• **Written instruction**
Copy out the lines of the data below, character for character, beginning with the line that contains "Target: green field" and stopping after the line that contains "84 168 L 68".

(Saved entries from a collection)
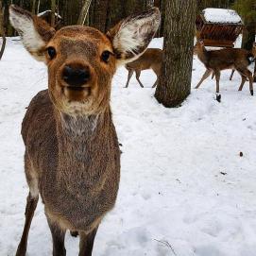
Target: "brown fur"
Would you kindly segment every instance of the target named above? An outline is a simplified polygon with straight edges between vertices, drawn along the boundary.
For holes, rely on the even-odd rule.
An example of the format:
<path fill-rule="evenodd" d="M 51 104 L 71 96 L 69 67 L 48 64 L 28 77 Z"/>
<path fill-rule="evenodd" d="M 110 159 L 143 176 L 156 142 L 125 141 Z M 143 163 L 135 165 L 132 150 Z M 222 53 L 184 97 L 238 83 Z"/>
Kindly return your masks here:
<path fill-rule="evenodd" d="M 152 9 L 139 16 L 137 24 L 144 29 L 132 26 L 135 17 L 126 19 L 128 29 L 122 26 L 125 38 L 121 33 L 114 43 L 111 40 L 120 24 L 108 36 L 81 26 L 55 32 L 22 9 L 10 6 L 9 11 L 27 50 L 48 67 L 48 90 L 32 99 L 22 125 L 29 194 L 16 256 L 26 255 L 39 194 L 52 233 L 53 255 L 66 254 L 64 236 L 70 230 L 80 235 L 79 256 L 91 256 L 98 225 L 114 206 L 120 179 L 120 150 L 110 107 L 111 79 L 120 58 L 120 61 L 128 61 L 128 56 L 134 59 L 145 51 L 157 31 L 160 12 Z M 116 56 L 121 52 L 119 43 L 126 43 L 127 37 L 133 40 L 138 52 L 134 54 L 130 48 L 126 52 L 124 46 L 124 53 Z M 48 53 L 49 47 L 55 49 L 54 57 Z M 102 59 L 105 51 L 111 53 L 106 61 Z M 67 66 L 89 71 L 89 78 L 78 86 L 66 82 Z"/>
<path fill-rule="evenodd" d="M 251 94 L 253 94 L 252 75 L 247 69 L 247 66 L 250 63 L 249 58 L 252 56 L 251 53 L 247 50 L 237 48 L 208 51 L 201 41 L 196 43 L 196 47 L 198 59 L 206 67 L 206 72 L 196 85 L 196 89 L 213 72 L 216 78 L 216 93 L 218 94 L 220 71 L 225 69 L 235 69 L 242 77 L 239 91 L 242 91 L 244 83 L 247 77 L 249 80 L 249 90 Z"/>
<path fill-rule="evenodd" d="M 148 48 L 145 51 L 145 53 L 136 60 L 126 64 L 126 68 L 128 71 L 128 81 L 126 87 L 128 87 L 129 79 L 132 74 L 136 73 L 136 78 L 141 87 L 144 87 L 139 77 L 142 70 L 152 69 L 157 76 L 157 80 L 152 86 L 152 88 L 156 87 L 159 77 L 161 75 L 161 67 L 162 67 L 162 50 Z"/>

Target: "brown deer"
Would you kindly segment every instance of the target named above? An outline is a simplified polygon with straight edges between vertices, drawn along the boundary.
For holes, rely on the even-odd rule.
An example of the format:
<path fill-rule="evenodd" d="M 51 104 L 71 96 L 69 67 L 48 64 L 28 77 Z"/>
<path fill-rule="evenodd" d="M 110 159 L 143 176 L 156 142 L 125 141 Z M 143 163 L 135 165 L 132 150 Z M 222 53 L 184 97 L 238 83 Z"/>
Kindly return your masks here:
<path fill-rule="evenodd" d="M 128 81 L 126 88 L 128 87 L 129 80 L 135 71 L 136 79 L 139 82 L 141 87 L 144 87 L 143 83 L 140 80 L 141 71 L 146 69 L 152 69 L 157 75 L 157 80 L 153 84 L 152 88 L 156 87 L 159 77 L 161 74 L 161 65 L 162 65 L 162 51 L 161 49 L 148 48 L 145 53 L 136 60 L 126 64 L 126 68 L 128 71 Z"/>
<path fill-rule="evenodd" d="M 145 50 L 159 26 L 159 9 L 130 16 L 106 35 L 82 26 L 55 31 L 13 5 L 9 18 L 26 50 L 48 68 L 48 90 L 32 99 L 22 125 L 29 194 L 16 256 L 26 255 L 39 194 L 53 255 L 66 255 L 64 236 L 70 230 L 79 233 L 79 256 L 91 256 L 97 228 L 113 208 L 119 186 L 111 79 L 118 64 Z"/>
<path fill-rule="evenodd" d="M 239 91 L 242 91 L 247 77 L 249 81 L 249 91 L 251 95 L 253 95 L 253 78 L 251 72 L 247 69 L 247 66 L 254 60 L 251 53 L 247 50 L 237 48 L 208 51 L 205 48 L 202 41 L 198 41 L 196 46 L 197 57 L 206 67 L 206 71 L 198 84 L 196 86 L 196 89 L 197 89 L 201 83 L 213 72 L 216 79 L 217 100 L 220 101 L 220 71 L 225 69 L 235 69 L 242 77 Z"/>
<path fill-rule="evenodd" d="M 256 43 L 254 42 L 253 44 L 252 44 L 252 49 L 251 49 L 251 54 L 253 55 L 254 59 L 256 59 Z M 235 72 L 235 69 L 232 69 L 231 71 L 231 74 L 230 74 L 230 80 L 231 81 L 232 80 L 232 77 L 233 77 L 233 74 Z M 254 77 L 256 77 L 256 74 L 254 72 Z M 213 76 L 212 76 L 212 79 L 214 77 L 214 73 L 213 73 Z"/>

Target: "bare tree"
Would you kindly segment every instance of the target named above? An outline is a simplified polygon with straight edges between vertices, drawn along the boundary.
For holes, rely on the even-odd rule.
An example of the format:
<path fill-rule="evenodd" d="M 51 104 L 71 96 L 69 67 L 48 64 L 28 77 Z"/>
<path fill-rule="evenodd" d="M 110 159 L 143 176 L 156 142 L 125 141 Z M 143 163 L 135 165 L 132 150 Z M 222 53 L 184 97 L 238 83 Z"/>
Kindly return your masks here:
<path fill-rule="evenodd" d="M 163 59 L 155 97 L 167 108 L 190 94 L 196 0 L 165 1 Z"/>
<path fill-rule="evenodd" d="M 31 9 L 31 12 L 32 14 L 36 14 L 36 0 L 32 0 L 32 9 Z"/>
<path fill-rule="evenodd" d="M 3 7 L 3 1 L 0 0 L 0 36 L 3 38 L 3 43 L 0 50 L 0 60 L 3 57 L 5 48 L 6 48 L 6 43 L 7 43 L 7 39 L 6 39 L 6 31 L 5 31 L 5 26 L 4 26 L 4 7 Z"/>
<path fill-rule="evenodd" d="M 77 25 L 84 25 L 86 16 L 88 14 L 92 0 L 84 0 L 82 9 L 79 14 Z"/>
<path fill-rule="evenodd" d="M 56 0 L 51 0 L 51 26 L 55 26 Z"/>

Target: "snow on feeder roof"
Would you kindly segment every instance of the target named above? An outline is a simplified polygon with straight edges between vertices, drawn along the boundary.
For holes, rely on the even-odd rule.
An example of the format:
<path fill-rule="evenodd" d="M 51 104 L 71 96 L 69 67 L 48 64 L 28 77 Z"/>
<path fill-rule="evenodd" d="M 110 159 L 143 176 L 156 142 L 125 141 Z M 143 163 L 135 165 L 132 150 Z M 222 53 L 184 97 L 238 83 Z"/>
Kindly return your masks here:
<path fill-rule="evenodd" d="M 202 11 L 206 22 L 221 24 L 242 24 L 241 17 L 233 9 L 208 8 Z"/>
<path fill-rule="evenodd" d="M 243 21 L 233 9 L 208 8 L 196 16 L 196 38 L 206 46 L 233 47 Z"/>

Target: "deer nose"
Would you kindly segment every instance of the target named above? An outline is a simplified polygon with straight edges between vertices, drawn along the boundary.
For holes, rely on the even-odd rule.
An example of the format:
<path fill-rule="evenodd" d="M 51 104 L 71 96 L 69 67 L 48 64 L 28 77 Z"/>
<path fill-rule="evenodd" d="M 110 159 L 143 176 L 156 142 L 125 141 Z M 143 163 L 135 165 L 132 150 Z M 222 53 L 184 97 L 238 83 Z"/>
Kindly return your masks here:
<path fill-rule="evenodd" d="M 80 87 L 90 80 L 89 67 L 72 67 L 66 65 L 62 71 L 62 78 L 69 85 L 74 87 Z"/>

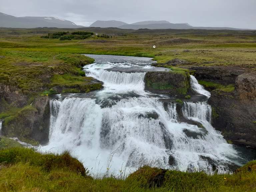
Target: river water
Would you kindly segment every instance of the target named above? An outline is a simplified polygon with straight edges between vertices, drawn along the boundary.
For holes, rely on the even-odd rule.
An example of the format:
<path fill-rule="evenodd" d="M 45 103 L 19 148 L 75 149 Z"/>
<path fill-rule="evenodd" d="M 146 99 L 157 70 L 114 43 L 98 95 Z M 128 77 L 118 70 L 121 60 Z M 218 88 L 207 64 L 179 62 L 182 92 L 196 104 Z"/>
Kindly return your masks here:
<path fill-rule="evenodd" d="M 202 127 L 180 122 L 175 98 L 144 90 L 147 71 L 166 70 L 150 66 L 151 58 L 88 56 L 95 61 L 85 67 L 86 75 L 104 88 L 51 100 L 49 142 L 42 150 L 69 150 L 94 176 L 144 164 L 223 173 L 246 162 L 211 125 L 210 93 L 194 77 L 198 99 L 184 102 L 182 113 Z"/>

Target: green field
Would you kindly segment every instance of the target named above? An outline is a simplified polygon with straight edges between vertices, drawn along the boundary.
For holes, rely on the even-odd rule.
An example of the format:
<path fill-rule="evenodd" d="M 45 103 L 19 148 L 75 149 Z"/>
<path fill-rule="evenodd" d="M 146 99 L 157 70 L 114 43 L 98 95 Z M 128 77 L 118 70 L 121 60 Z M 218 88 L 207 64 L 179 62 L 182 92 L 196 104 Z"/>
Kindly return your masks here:
<path fill-rule="evenodd" d="M 84 168 L 68 151 L 56 155 L 40 154 L 32 149 L 6 148 L 4 140 L 1 141 L 4 139 L 0 140 L 0 188 L 3 192 L 240 192 L 256 189 L 255 161 L 232 175 L 209 175 L 144 166 L 127 178 L 129 173 L 121 170 L 114 176 L 107 168 L 103 178 L 93 178 L 92 171 Z M 17 145 L 12 143 L 10 146 Z"/>

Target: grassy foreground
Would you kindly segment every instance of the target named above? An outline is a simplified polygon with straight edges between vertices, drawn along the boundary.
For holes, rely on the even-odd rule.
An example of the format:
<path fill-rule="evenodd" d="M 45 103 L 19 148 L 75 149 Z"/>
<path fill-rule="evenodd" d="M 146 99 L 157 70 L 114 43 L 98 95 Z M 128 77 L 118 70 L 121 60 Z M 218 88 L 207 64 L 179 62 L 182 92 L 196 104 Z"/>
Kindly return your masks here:
<path fill-rule="evenodd" d="M 256 161 L 233 175 L 208 175 L 144 166 L 125 179 L 94 179 L 68 152 L 40 153 L 21 147 L 0 150 L 1 191 L 241 192 L 256 190 Z"/>

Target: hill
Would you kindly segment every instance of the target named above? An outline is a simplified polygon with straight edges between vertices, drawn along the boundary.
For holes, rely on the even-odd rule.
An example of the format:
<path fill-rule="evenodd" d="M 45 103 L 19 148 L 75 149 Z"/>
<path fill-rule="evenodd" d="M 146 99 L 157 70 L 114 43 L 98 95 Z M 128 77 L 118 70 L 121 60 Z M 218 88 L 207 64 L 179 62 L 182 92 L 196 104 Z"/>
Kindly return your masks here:
<path fill-rule="evenodd" d="M 119 21 L 96 21 L 90 26 L 90 27 L 118 27 L 127 23 Z"/>
<path fill-rule="evenodd" d="M 17 17 L 0 13 L 0 27 L 13 28 L 57 27 L 78 28 L 83 26 L 77 25 L 70 21 L 53 17 Z"/>

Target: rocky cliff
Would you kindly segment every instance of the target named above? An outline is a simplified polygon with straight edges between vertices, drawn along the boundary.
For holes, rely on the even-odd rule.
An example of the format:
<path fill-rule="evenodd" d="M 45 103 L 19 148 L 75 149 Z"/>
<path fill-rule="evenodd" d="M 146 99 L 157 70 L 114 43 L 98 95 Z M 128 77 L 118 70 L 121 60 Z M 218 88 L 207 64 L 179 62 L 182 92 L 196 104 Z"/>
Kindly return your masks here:
<path fill-rule="evenodd" d="M 190 87 L 189 76 L 184 71 L 150 71 L 145 77 L 145 89 L 158 94 L 185 95 Z"/>
<path fill-rule="evenodd" d="M 49 97 L 37 98 L 30 105 L 5 119 L 2 134 L 29 142 L 45 143 L 48 140 L 50 118 Z"/>
<path fill-rule="evenodd" d="M 233 91 L 211 95 L 214 126 L 227 140 L 256 148 L 256 73 L 239 75 Z"/>

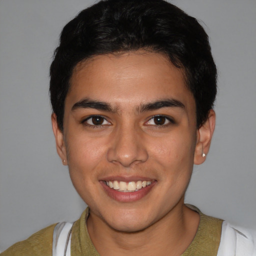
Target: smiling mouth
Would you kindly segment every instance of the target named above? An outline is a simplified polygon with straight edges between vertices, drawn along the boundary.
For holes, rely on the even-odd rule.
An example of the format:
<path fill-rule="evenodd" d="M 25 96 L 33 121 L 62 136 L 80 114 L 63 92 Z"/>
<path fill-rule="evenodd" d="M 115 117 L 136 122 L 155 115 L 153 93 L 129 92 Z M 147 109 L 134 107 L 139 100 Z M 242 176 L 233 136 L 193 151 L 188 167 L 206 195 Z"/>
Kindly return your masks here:
<path fill-rule="evenodd" d="M 135 192 L 151 184 L 152 182 L 148 180 L 138 180 L 138 182 L 120 182 L 118 180 L 109 180 L 105 182 L 106 186 L 120 192 Z"/>

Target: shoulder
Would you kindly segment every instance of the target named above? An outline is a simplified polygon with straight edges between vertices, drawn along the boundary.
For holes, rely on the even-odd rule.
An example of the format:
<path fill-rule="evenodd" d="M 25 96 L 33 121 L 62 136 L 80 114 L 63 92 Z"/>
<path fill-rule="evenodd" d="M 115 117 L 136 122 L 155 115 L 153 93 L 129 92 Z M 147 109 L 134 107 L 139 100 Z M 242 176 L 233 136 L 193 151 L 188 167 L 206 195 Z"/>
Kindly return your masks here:
<path fill-rule="evenodd" d="M 50 256 L 52 252 L 52 235 L 56 224 L 33 234 L 0 254 L 1 256 Z"/>
<path fill-rule="evenodd" d="M 218 256 L 256 255 L 256 231 L 223 222 Z"/>

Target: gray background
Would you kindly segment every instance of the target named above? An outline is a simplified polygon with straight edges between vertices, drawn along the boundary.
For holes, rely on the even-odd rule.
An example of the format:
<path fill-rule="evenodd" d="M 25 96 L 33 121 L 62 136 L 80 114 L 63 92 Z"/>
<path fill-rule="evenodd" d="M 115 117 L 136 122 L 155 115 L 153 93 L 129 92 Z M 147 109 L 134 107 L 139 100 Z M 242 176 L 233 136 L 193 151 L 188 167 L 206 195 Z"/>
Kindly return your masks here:
<path fill-rule="evenodd" d="M 55 148 L 48 68 L 63 26 L 94 2 L 0 0 L 0 250 L 85 207 Z M 216 126 L 186 202 L 256 228 L 256 1 L 176 0 L 203 20 L 219 72 Z"/>

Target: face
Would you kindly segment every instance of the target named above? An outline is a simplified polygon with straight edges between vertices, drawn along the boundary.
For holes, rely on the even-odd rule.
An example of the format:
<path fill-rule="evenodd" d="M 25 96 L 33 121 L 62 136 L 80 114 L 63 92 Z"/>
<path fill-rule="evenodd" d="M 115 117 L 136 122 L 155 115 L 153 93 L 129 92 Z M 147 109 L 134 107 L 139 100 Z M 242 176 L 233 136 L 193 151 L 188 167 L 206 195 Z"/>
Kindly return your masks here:
<path fill-rule="evenodd" d="M 182 71 L 159 54 L 98 56 L 71 85 L 57 148 L 92 218 L 136 231 L 182 207 L 200 144 Z"/>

• **Response for this exercise**
Target: green field
Would you kindly segment every instance of the target named above? An outline is a simplified polygon with straight edges between vertices, drawn along the boundary.
For holes, rely on the even-odd rule.
An example of the format:
<path fill-rule="evenodd" d="M 45 103 L 19 148 L 75 149 Z"/>
<path fill-rule="evenodd" d="M 146 99 L 157 70 L 114 43 L 98 95 Z M 128 77 L 118 70 L 121 60 Z M 218 88 L 207 64 L 179 62 L 182 92 L 196 104 Z"/>
Kindly return your masks here:
<path fill-rule="evenodd" d="M 84 168 L 68 151 L 56 155 L 40 154 L 32 149 L 6 148 L 4 140 L 1 141 L 4 139 L 0 140 L 0 188 L 3 192 L 240 192 L 256 189 L 255 161 L 232 175 L 209 175 L 144 166 L 127 178 L 129 173 L 121 170 L 114 176 L 107 168 L 103 178 L 93 178 L 92 171 Z M 17 145 L 12 143 L 10 146 Z"/>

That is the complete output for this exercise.